■ Try it ■
Write out every line of the data below exactly as given.

** Material for the task follows **

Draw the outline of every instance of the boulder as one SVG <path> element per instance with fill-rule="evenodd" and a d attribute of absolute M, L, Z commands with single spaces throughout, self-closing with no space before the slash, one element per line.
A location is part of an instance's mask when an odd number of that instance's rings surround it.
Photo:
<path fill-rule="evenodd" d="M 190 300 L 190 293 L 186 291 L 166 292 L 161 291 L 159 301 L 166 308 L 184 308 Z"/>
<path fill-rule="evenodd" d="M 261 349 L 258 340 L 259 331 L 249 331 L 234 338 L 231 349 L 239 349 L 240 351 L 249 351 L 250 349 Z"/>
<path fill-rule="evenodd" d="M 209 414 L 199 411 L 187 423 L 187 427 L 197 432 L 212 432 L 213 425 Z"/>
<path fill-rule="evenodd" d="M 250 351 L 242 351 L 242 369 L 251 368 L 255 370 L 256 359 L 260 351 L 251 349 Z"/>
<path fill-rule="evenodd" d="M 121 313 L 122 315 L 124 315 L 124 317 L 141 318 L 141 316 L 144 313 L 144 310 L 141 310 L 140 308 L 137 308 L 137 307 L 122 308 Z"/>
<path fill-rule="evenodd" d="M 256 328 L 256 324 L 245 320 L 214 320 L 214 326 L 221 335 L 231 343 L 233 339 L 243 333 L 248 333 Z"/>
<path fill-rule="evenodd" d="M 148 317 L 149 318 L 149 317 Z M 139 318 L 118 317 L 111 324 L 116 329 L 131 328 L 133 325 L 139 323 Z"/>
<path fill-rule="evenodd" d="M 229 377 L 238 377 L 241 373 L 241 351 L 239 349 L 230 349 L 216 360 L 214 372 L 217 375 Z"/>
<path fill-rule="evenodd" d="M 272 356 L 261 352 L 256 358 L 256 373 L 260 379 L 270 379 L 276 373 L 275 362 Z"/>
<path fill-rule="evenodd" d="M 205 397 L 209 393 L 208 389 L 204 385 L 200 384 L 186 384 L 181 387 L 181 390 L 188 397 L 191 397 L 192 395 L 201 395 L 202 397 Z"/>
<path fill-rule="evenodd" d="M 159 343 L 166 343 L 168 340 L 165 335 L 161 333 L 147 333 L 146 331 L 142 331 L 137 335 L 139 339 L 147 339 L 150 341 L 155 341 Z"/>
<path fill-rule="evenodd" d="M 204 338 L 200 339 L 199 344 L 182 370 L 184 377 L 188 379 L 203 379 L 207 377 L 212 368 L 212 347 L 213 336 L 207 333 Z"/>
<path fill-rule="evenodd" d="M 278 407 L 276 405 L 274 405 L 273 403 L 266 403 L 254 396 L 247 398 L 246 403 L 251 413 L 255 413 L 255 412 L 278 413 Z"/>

** End of Material for the task **

■ Answer area ■
Draw the outline of every instance of the boulder as one SVG <path> element per instance with fill-rule="evenodd" and a d attribute of absolute M, L, Z commands with single spaces throughout, self-closing with no space before the slash, one element per line.
A location is part of an instance's mask when an odd number of that instance's rings surround it.
Photo:
<path fill-rule="evenodd" d="M 190 300 L 190 293 L 186 291 L 166 292 L 161 291 L 159 301 L 166 308 L 184 308 Z"/>
<path fill-rule="evenodd" d="M 261 349 L 258 340 L 259 331 L 249 331 L 234 338 L 231 349 L 239 349 L 240 351 L 249 351 L 250 349 Z"/>
<path fill-rule="evenodd" d="M 209 414 L 199 411 L 187 423 L 187 427 L 197 432 L 212 432 L 213 425 Z"/>
<path fill-rule="evenodd" d="M 250 351 L 242 351 L 242 369 L 251 368 L 255 370 L 256 359 L 260 351 L 251 349 Z"/>
<path fill-rule="evenodd" d="M 121 313 L 122 315 L 124 315 L 124 317 L 141 318 L 141 316 L 144 313 L 144 310 L 141 310 L 140 308 L 137 308 L 137 307 L 122 308 Z"/>
<path fill-rule="evenodd" d="M 256 328 L 256 324 L 245 320 L 214 320 L 214 326 L 221 335 L 231 343 L 233 339 L 243 333 L 248 333 Z"/>
<path fill-rule="evenodd" d="M 148 317 L 149 318 L 149 317 Z M 139 318 L 118 317 L 111 324 L 116 329 L 131 328 L 133 325 L 139 323 Z"/>
<path fill-rule="evenodd" d="M 229 377 L 238 377 L 241 373 L 241 351 L 239 349 L 230 349 L 216 360 L 214 372 L 217 375 Z"/>
<path fill-rule="evenodd" d="M 272 356 L 261 352 L 256 358 L 256 373 L 260 379 L 270 379 L 276 373 L 275 362 Z"/>
<path fill-rule="evenodd" d="M 205 397 L 209 393 L 208 389 L 204 385 L 200 384 L 186 384 L 181 387 L 181 390 L 188 397 L 191 397 L 192 395 L 201 395 L 202 397 Z"/>
<path fill-rule="evenodd" d="M 159 343 L 166 343 L 168 340 L 165 335 L 161 333 L 147 333 L 146 331 L 142 331 L 137 335 L 139 339 L 147 339 L 150 341 L 155 341 Z"/>
<path fill-rule="evenodd" d="M 204 338 L 200 339 L 199 344 L 182 370 L 184 377 L 188 379 L 203 379 L 207 377 L 212 368 L 212 347 L 213 336 L 207 333 Z"/>
<path fill-rule="evenodd" d="M 278 407 L 276 405 L 274 405 L 273 403 L 266 403 L 254 396 L 247 398 L 246 403 L 251 413 L 255 413 L 255 412 L 278 413 Z"/>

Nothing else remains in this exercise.